Request: Give the listing below again in full, exactly as written.

Object location annotation data:

((

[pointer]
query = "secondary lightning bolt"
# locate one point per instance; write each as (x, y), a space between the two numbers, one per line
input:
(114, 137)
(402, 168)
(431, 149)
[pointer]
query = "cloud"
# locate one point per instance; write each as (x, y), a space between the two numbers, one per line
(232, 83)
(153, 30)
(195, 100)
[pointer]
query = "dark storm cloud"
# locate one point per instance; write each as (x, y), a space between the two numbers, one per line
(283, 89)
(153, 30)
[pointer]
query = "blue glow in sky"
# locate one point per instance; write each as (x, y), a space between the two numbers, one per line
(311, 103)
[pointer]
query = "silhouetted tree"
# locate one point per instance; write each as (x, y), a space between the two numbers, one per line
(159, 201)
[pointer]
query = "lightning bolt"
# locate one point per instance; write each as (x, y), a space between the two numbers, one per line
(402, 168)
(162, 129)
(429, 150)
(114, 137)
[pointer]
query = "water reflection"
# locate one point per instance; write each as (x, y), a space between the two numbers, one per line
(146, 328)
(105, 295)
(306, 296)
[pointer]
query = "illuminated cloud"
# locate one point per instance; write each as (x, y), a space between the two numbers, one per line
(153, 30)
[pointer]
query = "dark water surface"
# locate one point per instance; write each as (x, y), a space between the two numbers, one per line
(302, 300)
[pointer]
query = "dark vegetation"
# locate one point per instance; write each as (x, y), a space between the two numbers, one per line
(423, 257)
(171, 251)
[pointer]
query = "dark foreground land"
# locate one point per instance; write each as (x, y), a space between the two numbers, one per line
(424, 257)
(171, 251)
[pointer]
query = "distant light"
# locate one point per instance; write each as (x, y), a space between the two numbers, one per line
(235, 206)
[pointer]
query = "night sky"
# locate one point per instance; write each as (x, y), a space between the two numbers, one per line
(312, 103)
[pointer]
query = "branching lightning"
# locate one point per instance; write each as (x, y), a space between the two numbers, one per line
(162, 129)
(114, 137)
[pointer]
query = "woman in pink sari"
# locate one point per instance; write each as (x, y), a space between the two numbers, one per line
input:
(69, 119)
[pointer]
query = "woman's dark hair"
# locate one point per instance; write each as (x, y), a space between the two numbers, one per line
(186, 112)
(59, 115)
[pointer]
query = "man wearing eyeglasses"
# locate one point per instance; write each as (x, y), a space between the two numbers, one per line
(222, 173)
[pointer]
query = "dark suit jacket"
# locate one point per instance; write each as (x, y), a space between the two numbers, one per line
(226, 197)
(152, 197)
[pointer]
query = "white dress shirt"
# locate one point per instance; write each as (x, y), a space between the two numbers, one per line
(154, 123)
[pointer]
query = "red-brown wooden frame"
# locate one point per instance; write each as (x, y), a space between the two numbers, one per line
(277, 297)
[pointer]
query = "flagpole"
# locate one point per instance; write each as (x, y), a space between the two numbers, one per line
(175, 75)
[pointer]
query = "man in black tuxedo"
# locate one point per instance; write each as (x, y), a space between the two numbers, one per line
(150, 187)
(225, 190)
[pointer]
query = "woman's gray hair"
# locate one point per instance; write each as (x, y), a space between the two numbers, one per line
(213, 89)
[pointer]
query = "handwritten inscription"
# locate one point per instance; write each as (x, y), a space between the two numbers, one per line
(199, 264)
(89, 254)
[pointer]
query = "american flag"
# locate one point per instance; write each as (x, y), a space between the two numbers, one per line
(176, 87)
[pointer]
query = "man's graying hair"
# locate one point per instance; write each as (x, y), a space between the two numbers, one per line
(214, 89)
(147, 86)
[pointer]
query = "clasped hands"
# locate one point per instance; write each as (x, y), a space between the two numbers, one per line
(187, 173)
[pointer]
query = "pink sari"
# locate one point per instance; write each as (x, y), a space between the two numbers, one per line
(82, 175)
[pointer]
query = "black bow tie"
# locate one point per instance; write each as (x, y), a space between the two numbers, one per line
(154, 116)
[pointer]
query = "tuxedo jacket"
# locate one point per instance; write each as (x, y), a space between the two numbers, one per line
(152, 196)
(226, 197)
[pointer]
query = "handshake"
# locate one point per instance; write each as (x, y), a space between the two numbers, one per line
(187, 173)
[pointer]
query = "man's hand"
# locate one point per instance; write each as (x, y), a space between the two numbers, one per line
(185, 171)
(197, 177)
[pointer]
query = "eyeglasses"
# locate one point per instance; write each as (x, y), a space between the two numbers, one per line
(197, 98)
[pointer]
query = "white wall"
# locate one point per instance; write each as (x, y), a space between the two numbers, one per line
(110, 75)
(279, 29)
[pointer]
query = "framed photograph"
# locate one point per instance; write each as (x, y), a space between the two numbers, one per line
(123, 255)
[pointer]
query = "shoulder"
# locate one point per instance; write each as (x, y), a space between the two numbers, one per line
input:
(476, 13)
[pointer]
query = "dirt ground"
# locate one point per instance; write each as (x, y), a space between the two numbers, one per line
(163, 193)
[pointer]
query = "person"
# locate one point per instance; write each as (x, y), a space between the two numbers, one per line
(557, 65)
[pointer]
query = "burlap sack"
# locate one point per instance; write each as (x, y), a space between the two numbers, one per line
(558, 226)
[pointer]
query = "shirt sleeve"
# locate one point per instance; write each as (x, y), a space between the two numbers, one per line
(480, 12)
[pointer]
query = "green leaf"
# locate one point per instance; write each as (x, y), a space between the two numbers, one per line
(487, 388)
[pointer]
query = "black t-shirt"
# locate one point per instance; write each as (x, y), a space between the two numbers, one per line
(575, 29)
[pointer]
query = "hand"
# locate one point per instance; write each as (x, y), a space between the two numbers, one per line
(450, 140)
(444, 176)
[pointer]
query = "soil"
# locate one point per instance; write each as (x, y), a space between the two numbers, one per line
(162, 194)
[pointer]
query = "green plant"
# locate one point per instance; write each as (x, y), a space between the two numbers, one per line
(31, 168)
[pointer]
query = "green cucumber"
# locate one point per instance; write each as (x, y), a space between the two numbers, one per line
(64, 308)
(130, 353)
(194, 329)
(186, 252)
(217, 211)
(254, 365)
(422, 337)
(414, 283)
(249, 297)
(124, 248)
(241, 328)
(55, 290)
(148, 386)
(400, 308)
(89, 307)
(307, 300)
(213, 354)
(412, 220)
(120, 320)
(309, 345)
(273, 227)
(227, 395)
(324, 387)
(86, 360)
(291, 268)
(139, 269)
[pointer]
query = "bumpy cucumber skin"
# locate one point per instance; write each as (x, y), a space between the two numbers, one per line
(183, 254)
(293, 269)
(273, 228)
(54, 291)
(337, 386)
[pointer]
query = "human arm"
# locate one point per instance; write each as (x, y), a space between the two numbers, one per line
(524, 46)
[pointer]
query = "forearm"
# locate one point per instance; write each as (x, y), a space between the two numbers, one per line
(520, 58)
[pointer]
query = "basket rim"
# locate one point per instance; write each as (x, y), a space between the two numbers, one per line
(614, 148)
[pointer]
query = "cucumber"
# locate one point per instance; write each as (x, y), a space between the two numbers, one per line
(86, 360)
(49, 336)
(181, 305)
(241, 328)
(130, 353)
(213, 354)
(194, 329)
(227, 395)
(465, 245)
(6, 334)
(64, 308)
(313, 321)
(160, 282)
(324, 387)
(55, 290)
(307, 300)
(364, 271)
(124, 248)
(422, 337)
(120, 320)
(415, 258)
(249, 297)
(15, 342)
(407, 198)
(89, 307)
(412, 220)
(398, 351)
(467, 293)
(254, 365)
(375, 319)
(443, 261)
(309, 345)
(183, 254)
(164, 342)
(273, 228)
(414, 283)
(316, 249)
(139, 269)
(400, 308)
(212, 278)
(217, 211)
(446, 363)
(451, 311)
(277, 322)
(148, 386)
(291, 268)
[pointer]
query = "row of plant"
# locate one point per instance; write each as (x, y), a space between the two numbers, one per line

))

The output:
[pointer]
query = "secondary lightning bolt"
# locate one point per instance; write each as (x, y), a space between the two numbers, one per line
input:
(114, 137)
(402, 168)
(431, 149)
[pointer]
query = "cloud"
# locate one point per instance; write each as (x, y), a space between the two numbers, one per line
(232, 83)
(153, 30)
(195, 100)
[pointer]
query = "dark storm cloud"
# locate one point per instance; write each as (x, y), a space between the two numbers, one per line
(283, 89)
(153, 30)
[pointer]
query = "blue glow in sky"
# locate one point per instance; write each as (x, y), a space between the two numbers, one per line
(311, 103)
[pointer]
query = "silhouetted tree"
# locate one point per instance; write each as (x, y), a space between the two numbers, one per line
(159, 201)
[pointer]
query = "lightning bolt"
# locate one point per instance; write each as (x, y), a space between the two numbers, one per line
(402, 168)
(162, 129)
(429, 150)
(114, 137)
[pointer]
query = "water reflection"
# locate one point per instance; write each as (x, y), a space between the two numbers, one per line
(146, 328)
(105, 295)
(306, 296)
[pointer]
query = "illuminated cloud"
# locate one point per instance; write each as (x, y), a space between the two numbers, one per line
(153, 30)
[pointer]
query = "dark water surface"
# locate one point per instance; write each as (x, y), a space between the two numbers, one per line
(302, 300)
[pointer]
query = "dark vegetation"
# locate one point per instance; write each as (x, y), a space between the two numbers, one per line
(423, 257)
(171, 251)
[pointer]
query = "dark foreground land"
# locate one point per instance; write each as (x, y), a space between the two numbers, one per line
(424, 257)
(171, 251)
[pointer]
query = "distant light"
# locate one point per instance; write each as (x, y), a space between the two numbers, one per line
(235, 206)
[pointer]
query = "night sky"
# locate one point per instance; write each as (x, y), a space between the two numbers, one per line
(312, 103)
[pointer]
query = "branching lightning"
# locate one point per instance; write each as (x, y), a space between the two numbers, one per line
(162, 129)
(114, 137)
[pointer]
query = "woman in pink sari"
# locate one point per instance; write each as (x, y), a space between the two numbers, one per line
input:
(69, 119)
[pointer]
query = "woman's dark hair"
# locate one point per instance; write each as (x, y), a space between the two numbers, one per line
(186, 112)
(59, 115)
[pointer]
query = "man wearing eyeglasses"
# locate one point per instance; write each as (x, y), a space between the two numbers, one per line
(222, 173)
[pointer]
query = "dark suit jacket"
# locate one point per instance; write each as (x, y), a space between the two numbers, one per line
(226, 197)
(152, 197)
[pointer]
query = "white dress shirt"
# locate one point per instance; write each as (x, y), a space between the two numbers, one per line
(154, 123)
[pointer]
query = "red-brown wooden frame"
# locate one point per instance; write each as (x, y), a space between the two numbers, one per line
(277, 297)
[pointer]
query = "flagpole"
# locate one point per instance; write each as (x, y), a space between the two numbers, one per line
(175, 75)
[pointer]
query = "man in black tuxedo"
# locate one point per instance; write each as (x, y), a space between the two numbers, one per line
(150, 187)
(225, 190)
[pointer]
query = "woman's gray hair"
# locate one point per instance; write each as (x, y), a space between the two numbers, one per line
(213, 89)
[pointer]
query = "handwritten inscription"
# locate one point per instance; write each as (x, y), a space between the two numbers, one per line
(199, 264)
(89, 254)
[pointer]
query = "american flag"
# locate one point per instance; write each as (x, y), a space between the two numbers, one per line
(176, 87)
[pointer]
query = "man's graying hair"
# locate one point per instance; write each as (x, y), a space between the two numbers, one per line
(214, 89)
(147, 86)
[pointer]
query = "clasped hands"
# locate one point per instance; write each as (x, y), a space between the two numbers, one per line
(187, 173)
[pointer]
query = "pink sari"
# locate one point per instance; write each as (x, y), a space between the two numbers, one per line
(82, 175)
[pointer]
query = "black bow tie"
# locate one point per instance; write each as (x, y), a space between the two numbers, one per line
(154, 116)
[pointer]
query = "tuxedo jacket"
# locate one point per instance; write each as (x, y), a space between the two numbers, one per line
(152, 196)
(226, 197)
[pointer]
query = "handshake"
# locate one point per instance; write each as (x, y), a space between the two numbers, one per line
(187, 173)
[pointer]
query = "man's hand"
# locate one point per instance; write each as (x, y), a space between the two numbers, one per line
(185, 171)
(197, 177)
[pointer]
query = "eyeglasses"
# locate one point per instance; write each as (x, y), a space between the two numbers, one per line
(197, 98)
[pointer]
query = "white wall"
# locate one point per instance; write each as (x, y), a space between the two numbers, one per line
(110, 75)
(279, 29)
[pointer]
query = "framed photograph"
# locate one point per instance; write each as (x, y), a space between the two numbers, one per line
(123, 255)
[pointer]
query = "shoulder"
# locate one point per instance; write each as (x, y), a space between the two numbers, one per line
input:
(476, 13)
[pointer]
query = "dirt ground"
# locate one point per instance; write each as (x, y), a space between the two numbers, one per line
(163, 193)
[pointer]
query = "person"
# locate one point per instance; write each as (x, y), a space between the two numbers, one per line
(557, 65)
[pointer]
query = "burlap sack"
# locate one point per instance; write each as (x, y), a space between the two numbers, one per line
(558, 226)
[pointer]
query = "shirt sleeve"
# locate one point per instance; write each as (x, y), a space between the two numbers, one per line
(480, 12)
[pointer]
query = "green leaf"
# locate one point per instance; write each as (x, y), a space between the two numbers, one per line
(487, 388)
[pointer]
query = "black t-shirt"
# locate one point per instance; write each as (x, y), a space between the two numbers, one per line
(575, 29)
[pointer]
query = "hand"
# locate one point per instance; write each as (x, y), a space between the two numbers, one per line
(450, 140)
(444, 176)
[pointer]
query = "soil"
# locate one point per instance; write each as (x, y), a space between the two numbers, one per line
(162, 194)
[pointer]
query = "green plant"
# locate one point per instance; write each as (x, y), a space between the two numbers, one per line
(31, 168)
[pointer]
query = "green cucumber"
# locate one point per instance; write each as (x, y), a space between the two numbers, one per line
(64, 308)
(130, 353)
(194, 329)
(186, 252)
(217, 211)
(254, 365)
(422, 337)
(414, 283)
(249, 297)
(124, 248)
(241, 328)
(55, 290)
(148, 386)
(400, 308)
(89, 307)
(307, 300)
(213, 354)
(412, 220)
(120, 320)
(309, 345)
(273, 227)
(227, 395)
(324, 387)
(86, 360)
(291, 268)
(139, 269)
[pointer]
query = "bumpy cucumber skin"
# locate one point per instance; write each as (x, y), a space between the two numbers, one per line
(183, 254)
(293, 269)
(273, 228)
(54, 291)
(337, 386)
[pointer]
query = "human arm"
# locate one point per instance; write each as (x, y), a space between the two numbers, one per line
(524, 46)
[pointer]
query = "forearm"
# locate one point per instance; write each as (x, y), a space between the two numbers, one per line
(520, 58)
[pointer]
query = "basket rim"
# locate one point per instance; write each as (x, y), a space between the two numbers, one per line
(614, 148)
[pointer]
query = "cucumber"
# locate one point per instance; write each as (x, y), a space between the two numbers, one per line
(86, 360)
(49, 336)
(181, 305)
(241, 328)
(130, 353)
(213, 354)
(194, 329)
(227, 395)
(465, 245)
(6, 334)
(64, 308)
(313, 321)
(160, 282)
(324, 387)
(55, 290)
(307, 300)
(364, 271)
(124, 248)
(422, 337)
(120, 320)
(415, 258)
(249, 297)
(15, 342)
(407, 198)
(89, 307)
(412, 220)
(398, 351)
(467, 293)
(254, 365)
(375, 319)
(443, 261)
(309, 345)
(183, 254)
(164, 342)
(273, 228)
(414, 283)
(316, 249)
(139, 269)
(400, 308)
(212, 278)
(217, 211)
(446, 363)
(451, 311)
(277, 322)
(148, 386)
(291, 268)
[pointer]
query = "row of plant"
# locate one point per instance; write each as (x, y), a space between the two numbers, one per line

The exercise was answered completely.